Pull from the records below every line that contains the string "cliff", treating uppercase and lowercase as different.

* START *

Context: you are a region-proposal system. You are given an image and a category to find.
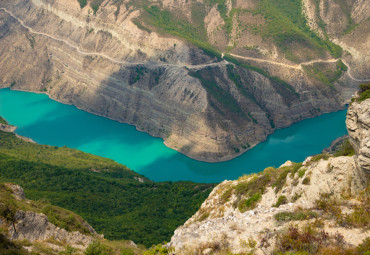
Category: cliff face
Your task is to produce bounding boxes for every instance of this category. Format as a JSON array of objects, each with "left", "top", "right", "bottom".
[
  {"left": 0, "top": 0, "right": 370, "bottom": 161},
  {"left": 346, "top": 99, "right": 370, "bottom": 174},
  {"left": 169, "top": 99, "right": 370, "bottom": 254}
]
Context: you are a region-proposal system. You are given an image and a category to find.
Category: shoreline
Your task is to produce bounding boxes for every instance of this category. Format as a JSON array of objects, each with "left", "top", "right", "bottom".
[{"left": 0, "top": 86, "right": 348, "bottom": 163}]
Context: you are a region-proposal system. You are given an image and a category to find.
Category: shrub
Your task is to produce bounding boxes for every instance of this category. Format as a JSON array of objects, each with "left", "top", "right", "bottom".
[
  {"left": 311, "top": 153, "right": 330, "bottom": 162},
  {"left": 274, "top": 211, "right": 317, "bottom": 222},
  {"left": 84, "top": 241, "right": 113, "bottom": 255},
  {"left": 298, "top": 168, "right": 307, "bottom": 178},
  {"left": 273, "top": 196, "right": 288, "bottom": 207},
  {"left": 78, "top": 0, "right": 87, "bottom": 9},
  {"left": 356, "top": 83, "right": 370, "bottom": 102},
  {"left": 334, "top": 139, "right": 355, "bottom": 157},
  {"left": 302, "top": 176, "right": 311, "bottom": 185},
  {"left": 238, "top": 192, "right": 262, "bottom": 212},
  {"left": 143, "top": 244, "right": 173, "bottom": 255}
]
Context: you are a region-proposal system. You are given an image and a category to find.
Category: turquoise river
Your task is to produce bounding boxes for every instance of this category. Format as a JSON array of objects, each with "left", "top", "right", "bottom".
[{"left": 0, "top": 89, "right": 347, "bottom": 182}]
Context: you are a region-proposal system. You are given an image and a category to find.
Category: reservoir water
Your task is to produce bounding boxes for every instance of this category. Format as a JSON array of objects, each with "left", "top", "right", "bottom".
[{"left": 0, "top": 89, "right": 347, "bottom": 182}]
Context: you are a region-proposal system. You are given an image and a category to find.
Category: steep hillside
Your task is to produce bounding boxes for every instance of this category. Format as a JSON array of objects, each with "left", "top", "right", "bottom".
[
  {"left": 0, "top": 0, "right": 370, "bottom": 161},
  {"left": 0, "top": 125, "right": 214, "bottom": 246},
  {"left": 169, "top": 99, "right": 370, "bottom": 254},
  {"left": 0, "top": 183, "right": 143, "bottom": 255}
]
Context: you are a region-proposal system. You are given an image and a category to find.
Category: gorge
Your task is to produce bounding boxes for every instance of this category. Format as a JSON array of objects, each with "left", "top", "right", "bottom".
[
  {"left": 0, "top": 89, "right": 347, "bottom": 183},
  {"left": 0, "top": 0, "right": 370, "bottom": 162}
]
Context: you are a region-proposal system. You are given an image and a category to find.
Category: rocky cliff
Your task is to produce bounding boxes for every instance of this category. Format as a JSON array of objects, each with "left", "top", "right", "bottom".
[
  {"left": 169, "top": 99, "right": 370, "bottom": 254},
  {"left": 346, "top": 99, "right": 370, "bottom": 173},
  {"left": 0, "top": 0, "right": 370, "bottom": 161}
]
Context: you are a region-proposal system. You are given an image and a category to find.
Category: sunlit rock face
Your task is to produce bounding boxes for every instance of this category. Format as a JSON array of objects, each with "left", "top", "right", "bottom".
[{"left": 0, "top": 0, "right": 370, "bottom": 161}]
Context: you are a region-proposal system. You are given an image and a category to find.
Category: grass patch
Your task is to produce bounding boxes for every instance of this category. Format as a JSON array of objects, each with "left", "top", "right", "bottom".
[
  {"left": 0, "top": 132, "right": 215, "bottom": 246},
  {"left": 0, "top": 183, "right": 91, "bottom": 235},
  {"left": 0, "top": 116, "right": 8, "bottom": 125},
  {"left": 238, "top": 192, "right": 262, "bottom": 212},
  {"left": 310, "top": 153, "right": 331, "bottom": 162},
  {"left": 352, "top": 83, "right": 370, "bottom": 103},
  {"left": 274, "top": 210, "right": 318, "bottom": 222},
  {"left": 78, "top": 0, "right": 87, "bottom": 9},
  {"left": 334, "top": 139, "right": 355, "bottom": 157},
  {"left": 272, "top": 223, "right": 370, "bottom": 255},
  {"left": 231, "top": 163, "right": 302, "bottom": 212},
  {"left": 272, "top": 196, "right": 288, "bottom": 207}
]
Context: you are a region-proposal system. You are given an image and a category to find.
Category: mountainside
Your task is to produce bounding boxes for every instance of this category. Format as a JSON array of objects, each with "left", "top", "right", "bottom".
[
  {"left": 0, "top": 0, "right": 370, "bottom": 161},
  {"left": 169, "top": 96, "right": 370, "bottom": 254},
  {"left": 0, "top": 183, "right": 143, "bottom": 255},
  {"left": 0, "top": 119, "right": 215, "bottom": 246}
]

* END *

[Result]:
Category: cliff face
Category: rocky cliff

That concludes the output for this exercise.